Exercise materials:

* BEGIN *

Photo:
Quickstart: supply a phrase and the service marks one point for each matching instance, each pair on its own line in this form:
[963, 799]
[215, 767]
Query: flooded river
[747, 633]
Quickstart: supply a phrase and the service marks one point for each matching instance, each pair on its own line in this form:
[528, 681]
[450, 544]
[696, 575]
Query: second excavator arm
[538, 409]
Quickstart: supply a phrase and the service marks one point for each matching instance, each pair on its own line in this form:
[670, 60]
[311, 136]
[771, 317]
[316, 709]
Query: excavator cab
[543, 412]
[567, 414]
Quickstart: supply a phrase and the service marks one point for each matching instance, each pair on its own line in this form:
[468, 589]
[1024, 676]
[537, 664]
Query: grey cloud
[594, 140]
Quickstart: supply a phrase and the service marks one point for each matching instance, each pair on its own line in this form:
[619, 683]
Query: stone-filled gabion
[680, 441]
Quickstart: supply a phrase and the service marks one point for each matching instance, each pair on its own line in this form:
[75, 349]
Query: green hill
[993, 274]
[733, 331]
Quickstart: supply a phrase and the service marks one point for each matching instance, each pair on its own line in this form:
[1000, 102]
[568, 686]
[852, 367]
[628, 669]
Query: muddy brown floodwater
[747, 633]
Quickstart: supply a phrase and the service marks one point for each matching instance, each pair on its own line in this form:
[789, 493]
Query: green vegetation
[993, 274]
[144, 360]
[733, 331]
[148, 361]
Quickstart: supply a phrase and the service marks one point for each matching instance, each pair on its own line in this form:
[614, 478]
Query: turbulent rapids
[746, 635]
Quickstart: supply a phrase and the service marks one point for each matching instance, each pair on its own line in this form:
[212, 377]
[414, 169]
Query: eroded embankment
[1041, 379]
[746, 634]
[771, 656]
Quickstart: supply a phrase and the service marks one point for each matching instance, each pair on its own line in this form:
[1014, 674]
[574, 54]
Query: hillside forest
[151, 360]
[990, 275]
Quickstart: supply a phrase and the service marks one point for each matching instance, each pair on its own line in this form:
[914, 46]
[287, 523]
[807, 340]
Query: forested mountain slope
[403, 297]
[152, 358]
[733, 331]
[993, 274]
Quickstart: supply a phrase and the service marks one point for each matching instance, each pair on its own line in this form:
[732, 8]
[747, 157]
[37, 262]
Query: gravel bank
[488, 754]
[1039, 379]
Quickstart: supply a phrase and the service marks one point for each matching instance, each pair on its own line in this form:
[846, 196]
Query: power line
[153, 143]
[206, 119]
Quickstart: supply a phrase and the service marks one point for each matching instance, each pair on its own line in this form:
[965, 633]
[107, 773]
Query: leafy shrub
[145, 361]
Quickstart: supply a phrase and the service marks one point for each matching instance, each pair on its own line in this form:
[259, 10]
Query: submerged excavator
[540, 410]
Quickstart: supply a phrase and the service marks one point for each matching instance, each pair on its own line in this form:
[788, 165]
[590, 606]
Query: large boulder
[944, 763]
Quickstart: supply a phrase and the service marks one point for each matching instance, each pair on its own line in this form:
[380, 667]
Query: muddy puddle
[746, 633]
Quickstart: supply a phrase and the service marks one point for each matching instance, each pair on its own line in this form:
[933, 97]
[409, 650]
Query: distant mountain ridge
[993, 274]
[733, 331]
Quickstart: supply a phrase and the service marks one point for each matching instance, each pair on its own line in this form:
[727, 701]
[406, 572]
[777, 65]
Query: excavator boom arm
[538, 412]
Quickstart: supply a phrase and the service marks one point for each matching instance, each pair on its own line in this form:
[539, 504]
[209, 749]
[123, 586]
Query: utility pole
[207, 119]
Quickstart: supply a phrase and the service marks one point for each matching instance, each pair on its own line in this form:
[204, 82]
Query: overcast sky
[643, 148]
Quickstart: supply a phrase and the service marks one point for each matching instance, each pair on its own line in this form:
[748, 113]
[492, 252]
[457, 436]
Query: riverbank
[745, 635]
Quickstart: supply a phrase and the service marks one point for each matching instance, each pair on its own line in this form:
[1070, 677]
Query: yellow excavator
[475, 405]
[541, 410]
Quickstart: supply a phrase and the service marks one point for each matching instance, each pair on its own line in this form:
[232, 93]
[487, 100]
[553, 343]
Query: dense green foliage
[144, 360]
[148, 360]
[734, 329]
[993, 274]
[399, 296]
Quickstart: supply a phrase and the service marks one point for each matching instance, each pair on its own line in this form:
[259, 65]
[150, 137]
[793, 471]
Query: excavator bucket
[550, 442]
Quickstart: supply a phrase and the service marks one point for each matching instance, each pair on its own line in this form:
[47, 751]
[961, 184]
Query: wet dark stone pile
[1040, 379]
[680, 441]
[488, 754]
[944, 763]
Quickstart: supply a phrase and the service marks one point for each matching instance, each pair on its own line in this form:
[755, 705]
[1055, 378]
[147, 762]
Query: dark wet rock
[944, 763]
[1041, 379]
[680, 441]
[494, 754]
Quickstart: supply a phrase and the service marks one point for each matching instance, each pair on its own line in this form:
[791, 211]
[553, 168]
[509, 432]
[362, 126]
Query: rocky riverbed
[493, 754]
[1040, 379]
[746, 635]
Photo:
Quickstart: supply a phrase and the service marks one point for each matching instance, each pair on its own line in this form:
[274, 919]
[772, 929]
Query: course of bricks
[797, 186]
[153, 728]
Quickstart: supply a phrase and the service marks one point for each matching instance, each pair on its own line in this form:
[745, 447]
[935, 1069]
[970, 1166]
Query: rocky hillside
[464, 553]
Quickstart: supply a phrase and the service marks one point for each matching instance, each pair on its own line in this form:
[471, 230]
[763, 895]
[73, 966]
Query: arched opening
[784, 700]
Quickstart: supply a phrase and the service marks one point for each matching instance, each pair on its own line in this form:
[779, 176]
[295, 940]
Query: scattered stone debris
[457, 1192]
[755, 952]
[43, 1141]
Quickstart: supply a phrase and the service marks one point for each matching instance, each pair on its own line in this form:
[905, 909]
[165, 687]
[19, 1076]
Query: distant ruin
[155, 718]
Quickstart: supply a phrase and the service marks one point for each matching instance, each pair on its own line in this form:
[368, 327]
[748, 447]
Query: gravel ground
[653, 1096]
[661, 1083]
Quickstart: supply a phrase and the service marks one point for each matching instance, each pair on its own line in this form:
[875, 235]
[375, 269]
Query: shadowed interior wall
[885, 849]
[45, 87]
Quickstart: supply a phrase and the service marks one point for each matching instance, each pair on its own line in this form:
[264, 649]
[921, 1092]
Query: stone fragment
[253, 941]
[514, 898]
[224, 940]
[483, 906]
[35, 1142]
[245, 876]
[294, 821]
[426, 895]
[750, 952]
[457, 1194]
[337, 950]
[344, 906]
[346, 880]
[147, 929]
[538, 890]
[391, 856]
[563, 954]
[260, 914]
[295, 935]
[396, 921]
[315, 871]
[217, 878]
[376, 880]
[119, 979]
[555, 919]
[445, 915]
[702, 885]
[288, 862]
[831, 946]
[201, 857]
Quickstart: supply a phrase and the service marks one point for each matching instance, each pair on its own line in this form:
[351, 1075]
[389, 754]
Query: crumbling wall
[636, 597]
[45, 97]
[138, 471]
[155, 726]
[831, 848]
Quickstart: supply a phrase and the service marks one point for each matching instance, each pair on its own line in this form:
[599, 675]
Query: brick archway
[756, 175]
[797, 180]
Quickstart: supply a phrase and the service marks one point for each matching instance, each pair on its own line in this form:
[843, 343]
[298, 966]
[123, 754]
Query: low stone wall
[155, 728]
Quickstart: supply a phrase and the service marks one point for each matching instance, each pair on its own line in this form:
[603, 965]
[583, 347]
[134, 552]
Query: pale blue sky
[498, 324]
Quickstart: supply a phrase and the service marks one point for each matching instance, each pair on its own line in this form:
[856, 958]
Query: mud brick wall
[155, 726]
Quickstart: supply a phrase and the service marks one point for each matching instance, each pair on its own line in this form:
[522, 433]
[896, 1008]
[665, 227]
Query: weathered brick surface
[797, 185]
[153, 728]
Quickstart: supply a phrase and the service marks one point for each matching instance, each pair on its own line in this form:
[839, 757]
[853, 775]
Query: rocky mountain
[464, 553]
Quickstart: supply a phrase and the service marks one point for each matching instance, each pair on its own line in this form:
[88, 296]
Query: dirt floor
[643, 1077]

* END *

Stated goal:
Report each line of the listing above that contains the word "rocky".

Right answer:
Query: rocky riverbed
Query: rocky hillside
Query: rocky mountain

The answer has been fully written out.